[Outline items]
--------

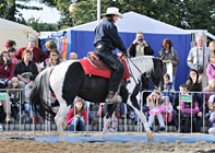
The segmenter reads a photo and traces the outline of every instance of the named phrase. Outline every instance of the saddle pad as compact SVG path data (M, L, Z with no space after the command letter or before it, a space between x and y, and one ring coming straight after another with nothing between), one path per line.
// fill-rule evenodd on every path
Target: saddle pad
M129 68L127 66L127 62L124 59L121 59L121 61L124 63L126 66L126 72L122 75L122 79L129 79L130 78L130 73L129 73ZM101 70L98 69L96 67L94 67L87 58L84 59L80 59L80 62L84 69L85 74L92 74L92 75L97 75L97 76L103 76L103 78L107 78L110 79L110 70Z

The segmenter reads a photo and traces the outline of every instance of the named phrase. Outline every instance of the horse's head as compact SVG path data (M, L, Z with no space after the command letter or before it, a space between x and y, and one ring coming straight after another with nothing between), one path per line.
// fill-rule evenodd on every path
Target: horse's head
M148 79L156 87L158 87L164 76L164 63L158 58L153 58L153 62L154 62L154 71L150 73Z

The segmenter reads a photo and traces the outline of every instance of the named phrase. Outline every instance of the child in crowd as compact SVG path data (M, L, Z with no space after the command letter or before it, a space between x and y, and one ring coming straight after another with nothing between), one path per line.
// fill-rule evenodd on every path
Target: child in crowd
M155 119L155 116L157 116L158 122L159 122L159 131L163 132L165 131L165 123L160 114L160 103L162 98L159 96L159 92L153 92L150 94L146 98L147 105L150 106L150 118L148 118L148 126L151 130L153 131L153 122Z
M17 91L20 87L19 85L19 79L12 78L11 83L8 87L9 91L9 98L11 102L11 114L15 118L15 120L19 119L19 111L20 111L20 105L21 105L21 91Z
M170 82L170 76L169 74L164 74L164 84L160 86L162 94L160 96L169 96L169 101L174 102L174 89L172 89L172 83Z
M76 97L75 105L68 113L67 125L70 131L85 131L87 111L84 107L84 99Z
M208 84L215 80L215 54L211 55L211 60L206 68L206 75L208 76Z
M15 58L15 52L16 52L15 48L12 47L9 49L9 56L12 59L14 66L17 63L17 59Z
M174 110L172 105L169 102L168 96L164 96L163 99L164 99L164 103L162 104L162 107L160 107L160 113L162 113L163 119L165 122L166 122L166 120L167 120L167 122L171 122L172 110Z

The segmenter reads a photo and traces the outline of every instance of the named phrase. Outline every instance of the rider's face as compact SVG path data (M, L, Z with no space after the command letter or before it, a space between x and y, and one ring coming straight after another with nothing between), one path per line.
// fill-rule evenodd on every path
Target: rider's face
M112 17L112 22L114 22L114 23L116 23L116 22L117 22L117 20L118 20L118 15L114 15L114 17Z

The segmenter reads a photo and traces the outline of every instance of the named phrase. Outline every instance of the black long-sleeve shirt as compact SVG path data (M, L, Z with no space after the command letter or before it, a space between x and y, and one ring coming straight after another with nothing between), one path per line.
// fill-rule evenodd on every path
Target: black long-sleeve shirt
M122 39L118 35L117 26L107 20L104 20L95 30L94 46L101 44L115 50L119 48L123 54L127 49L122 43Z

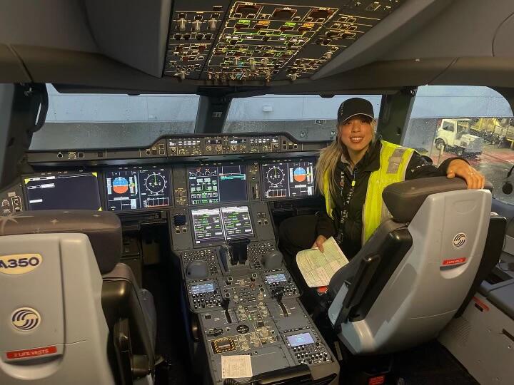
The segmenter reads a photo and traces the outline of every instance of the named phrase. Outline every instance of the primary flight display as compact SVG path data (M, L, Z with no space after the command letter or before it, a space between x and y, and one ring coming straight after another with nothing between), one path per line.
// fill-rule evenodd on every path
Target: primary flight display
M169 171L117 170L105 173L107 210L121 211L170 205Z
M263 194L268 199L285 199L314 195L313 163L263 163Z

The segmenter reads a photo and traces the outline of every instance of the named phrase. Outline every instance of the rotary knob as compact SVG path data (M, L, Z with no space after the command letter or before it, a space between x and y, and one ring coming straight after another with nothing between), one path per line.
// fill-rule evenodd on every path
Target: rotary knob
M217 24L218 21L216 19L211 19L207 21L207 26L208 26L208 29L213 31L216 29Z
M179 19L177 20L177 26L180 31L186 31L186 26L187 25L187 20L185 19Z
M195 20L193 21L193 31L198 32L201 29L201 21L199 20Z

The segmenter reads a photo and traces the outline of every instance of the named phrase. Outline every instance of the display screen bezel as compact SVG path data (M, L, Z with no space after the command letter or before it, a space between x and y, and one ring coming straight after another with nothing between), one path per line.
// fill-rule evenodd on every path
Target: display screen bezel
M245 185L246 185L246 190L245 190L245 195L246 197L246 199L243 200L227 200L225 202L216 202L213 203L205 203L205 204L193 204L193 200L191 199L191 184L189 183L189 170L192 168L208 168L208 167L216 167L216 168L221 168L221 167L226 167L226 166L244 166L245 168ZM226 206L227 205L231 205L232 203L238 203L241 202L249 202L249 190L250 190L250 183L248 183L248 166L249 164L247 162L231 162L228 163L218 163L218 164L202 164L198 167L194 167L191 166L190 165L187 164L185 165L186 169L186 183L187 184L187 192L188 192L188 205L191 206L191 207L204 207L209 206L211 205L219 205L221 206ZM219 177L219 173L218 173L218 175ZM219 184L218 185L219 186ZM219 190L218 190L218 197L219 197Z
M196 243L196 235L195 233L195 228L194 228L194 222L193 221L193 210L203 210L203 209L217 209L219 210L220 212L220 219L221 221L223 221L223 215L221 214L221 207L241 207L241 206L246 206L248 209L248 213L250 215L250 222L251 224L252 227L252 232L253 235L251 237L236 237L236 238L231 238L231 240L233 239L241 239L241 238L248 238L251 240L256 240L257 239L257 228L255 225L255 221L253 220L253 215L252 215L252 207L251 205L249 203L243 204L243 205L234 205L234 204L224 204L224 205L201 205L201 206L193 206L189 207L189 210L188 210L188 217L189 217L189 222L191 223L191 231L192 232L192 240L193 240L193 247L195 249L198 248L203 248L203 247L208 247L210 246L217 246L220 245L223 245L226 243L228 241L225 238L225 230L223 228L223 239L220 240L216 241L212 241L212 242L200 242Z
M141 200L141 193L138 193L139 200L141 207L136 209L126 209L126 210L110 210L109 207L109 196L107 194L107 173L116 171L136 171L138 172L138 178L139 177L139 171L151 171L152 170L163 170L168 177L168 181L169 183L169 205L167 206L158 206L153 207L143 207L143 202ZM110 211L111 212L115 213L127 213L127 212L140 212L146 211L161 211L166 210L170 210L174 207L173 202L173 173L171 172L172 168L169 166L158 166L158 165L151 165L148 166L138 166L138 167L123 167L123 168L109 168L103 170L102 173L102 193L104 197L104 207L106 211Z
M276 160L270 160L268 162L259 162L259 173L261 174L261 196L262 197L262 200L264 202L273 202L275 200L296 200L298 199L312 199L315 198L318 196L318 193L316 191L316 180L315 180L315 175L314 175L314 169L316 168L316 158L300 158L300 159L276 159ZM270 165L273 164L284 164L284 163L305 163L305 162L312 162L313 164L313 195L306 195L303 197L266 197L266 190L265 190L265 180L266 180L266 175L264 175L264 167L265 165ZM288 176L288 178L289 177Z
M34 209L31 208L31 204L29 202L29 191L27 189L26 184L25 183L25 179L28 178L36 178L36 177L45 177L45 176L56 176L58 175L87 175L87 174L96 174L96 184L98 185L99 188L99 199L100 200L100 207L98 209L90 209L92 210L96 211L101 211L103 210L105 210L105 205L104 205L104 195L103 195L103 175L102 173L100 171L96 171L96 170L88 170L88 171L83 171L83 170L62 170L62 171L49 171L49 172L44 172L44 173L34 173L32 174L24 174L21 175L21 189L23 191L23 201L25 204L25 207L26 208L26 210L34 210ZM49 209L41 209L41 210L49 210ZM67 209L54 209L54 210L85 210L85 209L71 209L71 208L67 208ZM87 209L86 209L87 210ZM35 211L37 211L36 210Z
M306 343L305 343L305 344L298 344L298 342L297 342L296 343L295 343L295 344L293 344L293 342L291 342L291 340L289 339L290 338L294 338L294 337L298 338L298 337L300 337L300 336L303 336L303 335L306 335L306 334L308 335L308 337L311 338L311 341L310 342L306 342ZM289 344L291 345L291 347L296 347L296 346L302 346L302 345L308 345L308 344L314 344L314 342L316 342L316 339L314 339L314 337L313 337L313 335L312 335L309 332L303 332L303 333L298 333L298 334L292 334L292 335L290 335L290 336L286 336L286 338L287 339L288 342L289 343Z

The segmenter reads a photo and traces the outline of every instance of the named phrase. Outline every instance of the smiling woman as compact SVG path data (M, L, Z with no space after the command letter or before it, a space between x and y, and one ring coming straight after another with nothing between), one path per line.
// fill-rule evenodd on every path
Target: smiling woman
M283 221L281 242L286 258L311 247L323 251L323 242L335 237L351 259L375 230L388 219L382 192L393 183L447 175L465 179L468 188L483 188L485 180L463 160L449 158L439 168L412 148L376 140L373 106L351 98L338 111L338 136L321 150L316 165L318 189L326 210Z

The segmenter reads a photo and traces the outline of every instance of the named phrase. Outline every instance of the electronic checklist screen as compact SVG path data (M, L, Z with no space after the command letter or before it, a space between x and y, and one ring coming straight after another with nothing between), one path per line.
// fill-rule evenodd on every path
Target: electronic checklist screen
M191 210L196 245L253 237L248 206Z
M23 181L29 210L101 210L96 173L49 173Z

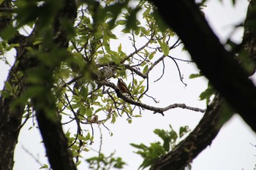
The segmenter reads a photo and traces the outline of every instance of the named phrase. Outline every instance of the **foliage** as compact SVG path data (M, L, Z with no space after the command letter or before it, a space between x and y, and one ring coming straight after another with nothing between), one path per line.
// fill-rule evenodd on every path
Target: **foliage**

--------

● GIVEN PROBLEM: Copy out verbatim the part of the items that begins with the line containing "of the smiling" and ends with the line containing "M283 221L281 242L286", including both of those lines.

● EXPECTED OUTPUT:
The segmenter reads a photo and traces the outline of every instance of the named phrase. Outline every instance of the smiling woman as compact SVG path data (M, L, Z with no space after the command letter or before it, a space between x and y, and one ring coming straight after another with nothing between), one path per line.
// fill-rule evenodd on every path
Target: smiling woman
M283 221L281 242L286 258L311 247L323 251L323 242L335 237L351 259L375 230L388 219L382 192L393 183L447 175L465 179L468 188L483 188L485 180L463 160L449 158L439 168L412 148L376 140L373 106L351 98L338 111L338 136L321 150L316 165L318 189L326 210Z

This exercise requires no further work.